## Reading text
--
4) Optimizing temperature sensitive sonication using the heat transfer model
The finite element heat transfer model (COMSOL code in Supplement, also as a module) is readily adaptable and can be used to efficiently determine optimal sonication settings for new temperature sensitive processes. For cell-free extract, this could be using a different sonication vessel, cooling method, or cell extract density. This also has utility beyond cell-free, such as preparation of temperature sensitive emulsions, nanoparticles, or nano-sensors in which the same model can predict temperature rise (after adjusting fluid intrinsic properties). This can be done in a logical stepwise process (summarized in Fig 5).
First, the vessel materials and associated thermal parameters, vessel geometry, sample volume, cooling method (water bath, ice water bath, ice water bath with cooler, insulation or no cooling) are specified as scalar values and proper boundary conditions within COMSOL. The energy requirement per volume is determined according to process requirement (e.g. for cell extract, the energy needed to lyse the cells). In most cases, this is done by empirical measurement. For cell lysis of BL21 DE3 cells, the Kwon et al. data shows yield > 90% lies between 0.27 J/μL to 0.85 J/μL (solid blue slopes shown on Fig 5a). In our model the midpoint, optimal energy density of 0.55 J/μL is used.
Next, the minimum power density and threshold temperature for the specific sonication task should also be specified. In cases of larger volume sonication, if the power density is too low there will not be sufficient power to cause cavitation (and thereby lysis of cells, formation of nanoparticles, etc.) (Chemat et al., 2017). Again, one estimates the minimum power density from process knowledge or empirical data, but this is used as a starting point for the simulation and is adjusted to meet the target threshold temperature (which is again found empirically). For BL21 DE3 star cells, good yield was obtained using a power density between 0.003 and 0.01 W/\(\mu\)L.
The optimum power density and pulse time is obtained iteratively from the model. First the duration of sonication is calculated using the equations in the third process model block (Fig 5) using an initial guess of power density higher than minimum and set pulsing times. The FE model is then used to calculate temperature rise over time. If temperature surpasses the threshold, the power density and pulsing are changed (less power, shorter pulses to drop temperature) and the simulation is again repeated until pulse timing and set power density is obtained for which temperature is below threshold.
--
## Raw data
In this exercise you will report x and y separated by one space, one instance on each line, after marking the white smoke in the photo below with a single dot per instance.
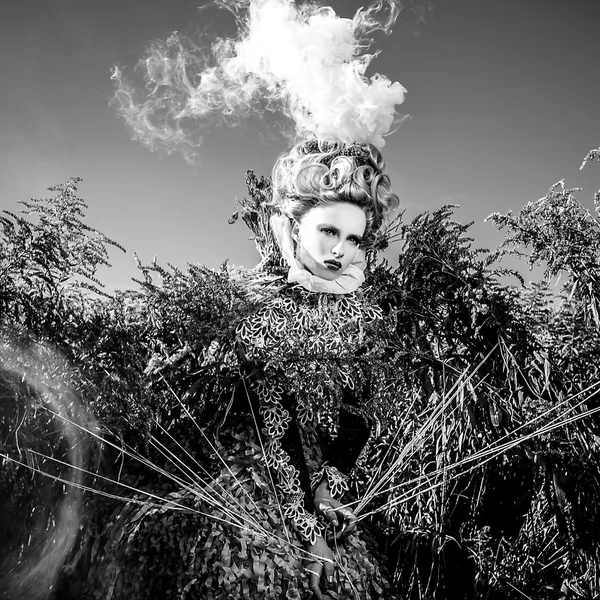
--
## Problem set
1. Reproduce the sonication text word for word, from "Next, the minimum" to "and 0.01 W/\(\mu\)L.".
2. Decide whether each statement agrees with the sonication text, answering yes or no and quoting the words that settle it: (a) The model uses an energy density of 0.55 J/μL. (b) The minimum power density is set without process knowledge or empirical data. (c) When the temperature exceeds the threshold, the power density is raised.
The listing is independent material and has no connection to the sonication text.

## Activity answers
1.
Next, the minimum power density and threshold temperature for the specific sonication task should also be specified. In cases of larger volume sonication, if the power density is too low there will not be sufficient power to cause cavitation (and thereby lysis of cells, formation of nanoparticles, etc.) (Chemat et al., 2017). Again, one estimates the minimum power density from process knowledge or empirical data, but this is used as a starting point for the simulation and is adjusted to meet the target threshold temperature (which is again found empirically). For BL21 DE3 star cells, good yield was obtained using a power density between 0.003 and 0.01 W/\(\mu\)L.

2.
(a) Yes: "In our model the midpoint, optimal energy density of 0.55 J/μL is used."
(b) No: "one estimates the minimum power density from process knowledge or empirical data"
(c) No: "less power, shorter pulses to drop temperature"